== Given data ==

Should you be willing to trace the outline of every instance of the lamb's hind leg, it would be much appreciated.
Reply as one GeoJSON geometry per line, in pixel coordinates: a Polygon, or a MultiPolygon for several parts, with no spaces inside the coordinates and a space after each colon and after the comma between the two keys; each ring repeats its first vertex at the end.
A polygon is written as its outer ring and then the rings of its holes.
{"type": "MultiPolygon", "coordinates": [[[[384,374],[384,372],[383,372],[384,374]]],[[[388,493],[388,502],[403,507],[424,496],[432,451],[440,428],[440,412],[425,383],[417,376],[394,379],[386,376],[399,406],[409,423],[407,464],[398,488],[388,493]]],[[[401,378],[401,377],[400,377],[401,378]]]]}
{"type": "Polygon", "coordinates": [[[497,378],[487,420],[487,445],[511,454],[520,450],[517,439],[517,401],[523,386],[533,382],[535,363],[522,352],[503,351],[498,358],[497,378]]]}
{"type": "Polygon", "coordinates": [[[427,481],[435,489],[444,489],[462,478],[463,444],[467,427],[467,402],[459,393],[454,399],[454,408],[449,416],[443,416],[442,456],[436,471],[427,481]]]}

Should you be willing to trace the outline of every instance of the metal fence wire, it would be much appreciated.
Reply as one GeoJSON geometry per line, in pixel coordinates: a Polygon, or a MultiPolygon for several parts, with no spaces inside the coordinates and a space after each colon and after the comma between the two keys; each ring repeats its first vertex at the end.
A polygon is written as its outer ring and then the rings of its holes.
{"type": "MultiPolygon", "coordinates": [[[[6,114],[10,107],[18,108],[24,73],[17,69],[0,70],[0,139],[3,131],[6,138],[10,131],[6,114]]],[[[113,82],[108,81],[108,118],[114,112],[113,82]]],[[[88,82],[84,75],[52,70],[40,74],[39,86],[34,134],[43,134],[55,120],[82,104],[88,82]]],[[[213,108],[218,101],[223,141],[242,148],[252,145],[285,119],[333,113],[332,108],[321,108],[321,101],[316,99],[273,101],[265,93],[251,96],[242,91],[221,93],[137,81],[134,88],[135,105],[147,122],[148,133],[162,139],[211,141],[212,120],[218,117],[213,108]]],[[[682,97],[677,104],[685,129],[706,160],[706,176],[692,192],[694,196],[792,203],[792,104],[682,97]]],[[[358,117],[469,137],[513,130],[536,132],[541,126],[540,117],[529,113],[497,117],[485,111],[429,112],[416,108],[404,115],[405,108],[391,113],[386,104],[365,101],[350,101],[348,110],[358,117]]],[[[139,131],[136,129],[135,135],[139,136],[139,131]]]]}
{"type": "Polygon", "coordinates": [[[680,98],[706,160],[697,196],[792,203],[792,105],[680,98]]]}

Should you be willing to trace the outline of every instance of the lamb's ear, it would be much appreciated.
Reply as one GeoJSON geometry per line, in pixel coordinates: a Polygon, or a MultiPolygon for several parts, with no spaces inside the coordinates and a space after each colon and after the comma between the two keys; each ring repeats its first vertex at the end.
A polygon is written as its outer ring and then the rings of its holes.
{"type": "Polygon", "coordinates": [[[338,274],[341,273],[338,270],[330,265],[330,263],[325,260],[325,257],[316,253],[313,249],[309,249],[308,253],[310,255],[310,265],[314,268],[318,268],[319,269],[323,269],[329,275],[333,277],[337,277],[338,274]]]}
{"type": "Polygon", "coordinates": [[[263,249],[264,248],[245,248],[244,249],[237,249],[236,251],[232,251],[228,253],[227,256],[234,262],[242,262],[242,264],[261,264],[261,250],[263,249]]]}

== Stated task ==
Could you give all of the entries above again with "much appreciated" swapped for "greatly appreciated" throughout, changing nothing else?

== Answer to the task ==
Should you be willing to trace the outline of every instance of the lamb's hind leg, it would be greatly appreciated.
Reply as one GeoJSON geometry per line, in pixel coordinates: a Polygon, or a MultiPolygon for several parts, with no spaces inside the coordinates and a space after each colon and after the comma between the two keys; each ring repeats its first vertex at the end.
A polygon is written as its outer ring and then the rings of its holes.
{"type": "MultiPolygon", "coordinates": [[[[384,374],[384,372],[383,372],[384,374]]],[[[388,493],[388,502],[403,507],[424,496],[432,451],[440,428],[440,412],[425,383],[417,376],[394,379],[386,376],[399,406],[409,423],[407,464],[398,488],[388,493]]],[[[401,378],[401,377],[400,377],[401,378]]]]}
{"type": "Polygon", "coordinates": [[[497,378],[487,420],[487,445],[511,454],[520,450],[517,439],[517,401],[523,386],[533,382],[535,363],[522,352],[503,351],[498,358],[497,378]]]}
{"type": "Polygon", "coordinates": [[[427,481],[435,489],[444,489],[462,478],[463,444],[467,427],[467,402],[459,393],[454,399],[454,408],[449,416],[443,416],[442,456],[436,471],[427,481]]]}

Should you be willing to trace the outline of every instance of the metal fence wire, it would be greatly appreciated.
Reply as one GeoJSON geometry per line, in pixel coordinates: a Polygon, or a MultiPolygon for several parts, with no spaces inside the coordinates and a space after each colon and after the comma between the two keys; each ring repeats its first vertex at the end.
A polygon is written as its outer ring and then the rings of its holes.
{"type": "MultiPolygon", "coordinates": [[[[6,114],[10,107],[18,108],[24,73],[17,69],[0,70],[0,139],[3,131],[6,138],[10,131],[6,114]]],[[[113,82],[108,81],[108,118],[114,112],[113,82]]],[[[88,82],[84,75],[52,70],[40,74],[39,86],[34,134],[43,134],[55,120],[82,104],[88,82]]],[[[213,108],[218,101],[223,141],[242,148],[252,145],[285,119],[333,113],[332,108],[321,108],[321,101],[316,99],[273,101],[265,93],[251,96],[242,91],[221,93],[137,81],[134,88],[135,105],[147,122],[148,133],[162,139],[211,141],[212,120],[218,117],[213,108]]],[[[682,97],[677,104],[685,129],[706,160],[706,176],[692,192],[694,196],[792,203],[792,104],[682,97]]],[[[358,117],[469,137],[513,130],[536,132],[541,126],[540,117],[529,113],[497,117],[485,111],[429,112],[416,108],[404,115],[405,108],[391,113],[386,104],[365,101],[350,101],[348,110],[358,117]]],[[[139,131],[136,129],[135,135],[139,136],[139,131]]]]}
{"type": "Polygon", "coordinates": [[[680,98],[706,160],[697,196],[792,203],[792,105],[680,98]]]}

Should you be willing to trace the outline of every instance of the lamb's ear, it would be greatly appreciated.
Reply as one GeoJSON geometry per line, in pixel coordinates: a Polygon, or a MultiPolygon for several parts, with no spaces inside the coordinates and a space after each colon and after the comma between the two keys; each ring repeats its first vertex at the end.
A polygon is written as its outer ring and then the rings of its holes.
{"type": "Polygon", "coordinates": [[[338,274],[341,273],[338,270],[330,265],[330,263],[325,260],[325,257],[316,253],[313,249],[309,249],[308,253],[310,255],[310,265],[314,268],[318,268],[319,269],[323,269],[329,275],[333,277],[337,277],[338,274]]]}
{"type": "Polygon", "coordinates": [[[263,249],[264,248],[245,248],[244,249],[237,249],[236,251],[232,251],[228,253],[227,256],[234,262],[242,262],[242,264],[261,264],[261,250],[263,249]]]}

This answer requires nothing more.